- _Records shown_:

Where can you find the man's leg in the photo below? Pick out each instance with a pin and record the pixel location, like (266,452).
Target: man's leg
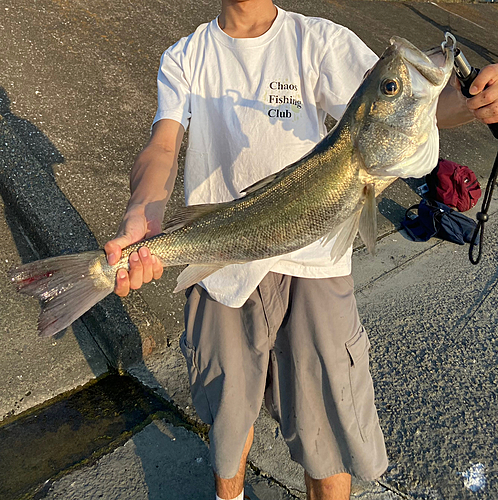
(231,488)
(337,487)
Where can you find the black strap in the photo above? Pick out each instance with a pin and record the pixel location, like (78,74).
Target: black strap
(482,216)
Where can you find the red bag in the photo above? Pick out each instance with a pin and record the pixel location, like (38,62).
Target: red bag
(454,185)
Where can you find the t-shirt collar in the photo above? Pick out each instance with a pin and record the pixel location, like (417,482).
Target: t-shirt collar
(241,43)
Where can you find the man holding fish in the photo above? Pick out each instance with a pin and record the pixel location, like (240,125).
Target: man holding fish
(255,85)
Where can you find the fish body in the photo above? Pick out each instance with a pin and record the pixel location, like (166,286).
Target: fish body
(329,192)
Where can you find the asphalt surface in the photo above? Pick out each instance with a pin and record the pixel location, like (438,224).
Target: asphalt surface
(77,96)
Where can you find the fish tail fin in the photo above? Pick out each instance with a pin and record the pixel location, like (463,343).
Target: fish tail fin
(67,287)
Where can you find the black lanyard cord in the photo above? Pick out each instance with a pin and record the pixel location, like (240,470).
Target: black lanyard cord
(483,216)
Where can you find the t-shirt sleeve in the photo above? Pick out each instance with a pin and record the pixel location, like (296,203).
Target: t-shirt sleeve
(173,87)
(341,69)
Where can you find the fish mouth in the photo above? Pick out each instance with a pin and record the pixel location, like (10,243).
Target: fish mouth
(435,65)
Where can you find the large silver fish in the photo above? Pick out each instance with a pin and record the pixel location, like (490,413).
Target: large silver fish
(330,191)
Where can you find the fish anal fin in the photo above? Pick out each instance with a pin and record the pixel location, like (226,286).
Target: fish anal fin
(194,273)
(346,233)
(368,219)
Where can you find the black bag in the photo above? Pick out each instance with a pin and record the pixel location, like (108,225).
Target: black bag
(437,219)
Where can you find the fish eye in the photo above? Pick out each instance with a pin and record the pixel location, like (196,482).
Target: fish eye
(390,87)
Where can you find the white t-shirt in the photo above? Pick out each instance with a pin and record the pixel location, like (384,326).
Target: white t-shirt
(255,105)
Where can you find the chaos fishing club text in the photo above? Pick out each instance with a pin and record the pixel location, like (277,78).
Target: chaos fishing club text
(276,99)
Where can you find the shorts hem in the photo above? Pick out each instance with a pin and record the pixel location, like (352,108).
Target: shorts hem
(370,477)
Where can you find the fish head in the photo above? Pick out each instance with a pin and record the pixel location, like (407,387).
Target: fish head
(394,117)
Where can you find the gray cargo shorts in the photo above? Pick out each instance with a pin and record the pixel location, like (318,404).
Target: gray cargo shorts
(298,343)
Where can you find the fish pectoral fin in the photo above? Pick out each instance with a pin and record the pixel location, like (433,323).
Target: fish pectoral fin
(193,274)
(368,219)
(346,233)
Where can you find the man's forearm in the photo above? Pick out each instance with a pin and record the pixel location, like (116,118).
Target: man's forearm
(152,179)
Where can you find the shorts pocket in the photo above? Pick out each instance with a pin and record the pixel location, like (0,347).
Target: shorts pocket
(197,390)
(362,391)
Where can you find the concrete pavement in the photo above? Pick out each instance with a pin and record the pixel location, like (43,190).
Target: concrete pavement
(77,97)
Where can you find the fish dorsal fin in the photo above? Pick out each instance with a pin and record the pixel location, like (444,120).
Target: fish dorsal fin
(272,177)
(261,183)
(188,214)
(346,233)
(193,274)
(368,219)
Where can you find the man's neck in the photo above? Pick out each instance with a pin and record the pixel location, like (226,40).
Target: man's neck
(246,19)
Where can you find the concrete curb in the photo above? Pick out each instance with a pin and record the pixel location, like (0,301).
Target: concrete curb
(54,227)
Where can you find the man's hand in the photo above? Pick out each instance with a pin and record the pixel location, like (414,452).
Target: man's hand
(144,267)
(484,104)
(151,182)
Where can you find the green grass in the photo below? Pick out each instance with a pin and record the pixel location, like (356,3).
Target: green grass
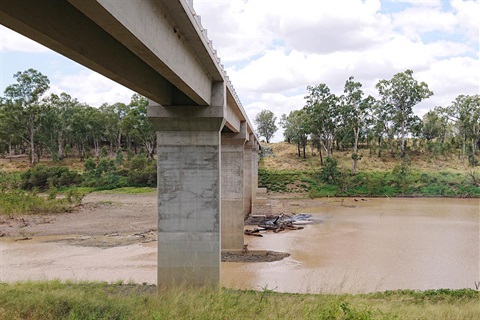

- _Instruction_: Copy out every one of the lines above word for word, leaving out the pictures.

- _Output of the task_:
Where can you find the man's leg in the photo below? Pick out each instance with a pin and record the pixel location, like (266,452).
Target: man's leg
(231,488)
(337,487)
Where can you find the black strap in the photo above? Pick out each instance with a pin and record the pixel location, like (78,74).
Target: black strap
(482,216)
Where can you find the red bag in the photo above? Pick out each instance with a pin and record the pixel location, like (38,62).
Target: red bag
(454,185)
Where can you find the t-shirt collar in the photo above? Pick out each instance with a pin and record the pixel location, like (417,482).
Target: t-shirt collar
(241,43)
Where can you find the man holding fish in the photo above? Pick out each instance with a pin and record the pixel location, like (240,125).
Target: man holding fish
(255,85)
Where can you find the fish body in the photo above? Pick out each instance with a pin and record the pixel location, like (166,286).
Target: fish body
(329,192)
Where can you find the asphalt surface in the photo above? Pick out each instance with a pin and record the pixel location, like (438,224).
Target: asphalt surface
(77,96)
Where can you find the fish tail fin in the photo above? Pick out each instance with a pin and record the pixel location, like (463,343).
Target: fish tail fin
(67,287)
Where can you find the black lanyard cord in the photo above? Pick out each instance with a pin and record the pixel location, like (240,470).
Target: black lanyard cord
(483,216)
Where can you find the t-shirt sleeve in the photo above? Pick out each instance with a pin and record the pixel location, like (296,203).
Target: t-shirt sleeve
(173,87)
(341,69)
Where can you find the fish mouth in the photo above? Pick out each instance with a pin and record the pixel location, like (10,243).
Target: fish mouth
(435,65)
Where can you find the large silver fish in the photo above? Pick out each instance with a pin and record the pixel location, like (490,413).
Target: large silver fish
(330,191)
Where can you find the fish anal fin in the photo above? Pick out each instance with a pin and record the pixel location, like (226,286).
Target: fish anal fin
(194,273)
(346,233)
(368,219)
Where can you find the black bag in the photo above? Pick out each instance with a pin and record the pixel location, like (108,225).
Target: black bag
(437,219)
Where can you find the fish eye in the photo above? Pick out each instance with a pin and record the pixel location, like (196,482).
Target: fish eye
(390,87)
Where can you find the white t-shirt in the photo above? Pick out each instance with a pin and record the pixel location, like (384,326).
Target: white t-shirt
(255,105)
Where can you find the chaos fishing club text in the photo above? Pick out each instance with a pin and record the pixel location, like (277,78).
Target: chaos fishing club text
(276,99)
Where can you find the shorts hem in the photo above? Pick out each instance with a pin and record the pixel location, like (352,108).
Target: shorts hem
(370,477)
Where can you find the fish head in the photo above? Pick out each instance with a pin and record the pixel location, like (407,387).
Target: fish head
(394,117)
Where can you find the gray cargo shorts in the photo above? Pick out each instance with a pin and record the pixel location, like (318,404).
Target: gray cargo shorts
(298,343)
Where can you find the fish pectoral fin in the photo above? Pick out each instance with a pin and record the pixel location, like (433,323).
Target: fish pectoral fin
(193,274)
(368,219)
(346,233)
Where can you find the man's forearm in the photo above? Pick out each instance with a pin and record the pixel location, like (116,118).
Target: man's forearm
(152,179)
Where can you find the shorts pocket in the photo above? Pick out each instance with a pin and record the pixel location, like (0,347).
Target: shorts pocket
(197,390)
(362,391)
Where can you find the concrete pavement in the photo above? Pick out each instance with a pin and record the pixel location, like (43,190).
Target: concrete pavement
(77,97)
Where can you find the fish dorsal fin in the photo above? Pick out each instance with a pin and record the pixel location, like (444,120).
Target: fish dorsal fin
(272,177)
(261,183)
(188,214)
(346,233)
(193,274)
(368,219)
Where can you find the man's neck in the photo above? Pick out each instance with a pin and record the pixel location, like (226,40).
Target: man's neck
(246,19)
Where can you find the concrete curb in the photo above? Pick out each instance with a pin and record the pixel location, like (0,301).
Target: concrete curb
(54,227)
Where can you find the man's hand in the photo above? Pick out each instance with a pin and record the pixel location, like (414,452).
Target: man's hand
(144,267)
(484,104)
(151,182)
Where can you find the green grass in the photo below? Pick out each instance with a pin and record the pixel location, like (356,3).
Target: green grass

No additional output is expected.